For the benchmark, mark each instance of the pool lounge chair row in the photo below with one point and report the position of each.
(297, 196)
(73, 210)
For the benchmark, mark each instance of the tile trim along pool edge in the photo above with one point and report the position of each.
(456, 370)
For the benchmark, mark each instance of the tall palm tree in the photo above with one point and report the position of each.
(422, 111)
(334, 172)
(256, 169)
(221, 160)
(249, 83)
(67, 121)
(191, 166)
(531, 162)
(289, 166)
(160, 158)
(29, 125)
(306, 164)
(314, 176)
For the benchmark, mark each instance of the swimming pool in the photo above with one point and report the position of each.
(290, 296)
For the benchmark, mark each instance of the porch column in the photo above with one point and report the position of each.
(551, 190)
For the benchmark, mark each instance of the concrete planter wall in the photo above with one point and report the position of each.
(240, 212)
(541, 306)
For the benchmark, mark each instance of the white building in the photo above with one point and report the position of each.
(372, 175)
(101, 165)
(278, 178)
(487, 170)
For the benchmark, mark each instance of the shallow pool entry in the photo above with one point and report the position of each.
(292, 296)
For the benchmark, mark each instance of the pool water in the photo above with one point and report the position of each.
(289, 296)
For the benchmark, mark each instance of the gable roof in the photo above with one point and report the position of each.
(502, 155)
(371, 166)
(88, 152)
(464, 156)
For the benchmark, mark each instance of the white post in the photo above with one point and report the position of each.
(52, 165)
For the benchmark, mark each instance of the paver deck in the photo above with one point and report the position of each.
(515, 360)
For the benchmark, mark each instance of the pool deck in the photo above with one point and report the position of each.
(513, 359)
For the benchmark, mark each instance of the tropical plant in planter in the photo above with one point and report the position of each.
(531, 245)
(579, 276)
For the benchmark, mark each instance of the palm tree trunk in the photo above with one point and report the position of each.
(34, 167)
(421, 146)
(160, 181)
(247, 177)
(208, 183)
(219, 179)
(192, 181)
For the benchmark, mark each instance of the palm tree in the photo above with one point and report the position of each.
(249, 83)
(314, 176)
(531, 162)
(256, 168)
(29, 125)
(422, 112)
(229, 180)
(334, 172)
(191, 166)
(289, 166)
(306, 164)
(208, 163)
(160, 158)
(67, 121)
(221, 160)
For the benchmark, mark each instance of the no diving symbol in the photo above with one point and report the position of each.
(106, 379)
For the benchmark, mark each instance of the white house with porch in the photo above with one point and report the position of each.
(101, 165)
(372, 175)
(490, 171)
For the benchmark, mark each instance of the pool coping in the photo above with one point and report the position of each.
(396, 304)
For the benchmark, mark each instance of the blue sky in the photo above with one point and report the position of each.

EXERCISE REQUIREMENTS: Everything from the line that contains "For the benchmark, mark each instance of the gable" through the end of the records must be duplicated exactly, and nothing outside that range.

THE RESULT:
For the benchmark, mark each instance of the gable roof in the photo above with one point and report the position of each.
(502, 155)
(371, 166)
(88, 152)
(464, 156)
For the benchmark, mark each instance of the white post in the photo above with one point and report the position of each.
(52, 165)
For the benchmark, mark each instance of the paver deck in the photo above with one point and report the position of each.
(515, 360)
For the benchmark, mark each instance of the pool deck in the photo above with one point and report the position of each.
(513, 359)
For the benchmark, mark each instance of the tropical plant in planter in the photo above with one point and report the position of each.
(531, 245)
(579, 276)
For the benchmark, mark each instance of the palm tree trunk in the photo above with one point and report the position of each.
(34, 167)
(421, 146)
(160, 181)
(247, 177)
(208, 183)
(219, 179)
(192, 181)
For the benchmark, mark each instance of the palm tree in the photo above with one point and report the position of each.
(249, 83)
(314, 176)
(531, 162)
(256, 168)
(29, 125)
(422, 112)
(229, 180)
(334, 172)
(191, 166)
(289, 166)
(306, 164)
(208, 163)
(160, 158)
(67, 121)
(221, 160)
For the benchmark, mark each instance of the no diving symbol in the photo above with one point and report the position of each.
(106, 379)
For the benchmark, mark each instance of the white house with porch in the photo above with one point and report the position of each.
(101, 165)
(372, 175)
(490, 171)
For the benchmark, mark each instance of the pool coping in the photo above with one point and report the position of each.
(396, 304)
For the benchmark, mark each instance of the blue sky in the photo above with one point and report the position of each.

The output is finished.